Work order – Go through the listing below and state how many of its lines include "sign". Write only that number.

Material provided –
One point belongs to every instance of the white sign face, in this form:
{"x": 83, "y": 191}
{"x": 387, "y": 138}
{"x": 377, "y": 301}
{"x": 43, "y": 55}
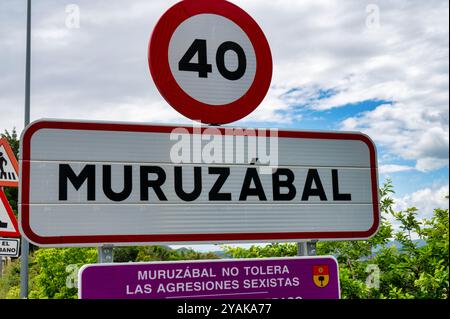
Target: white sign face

Your response – 2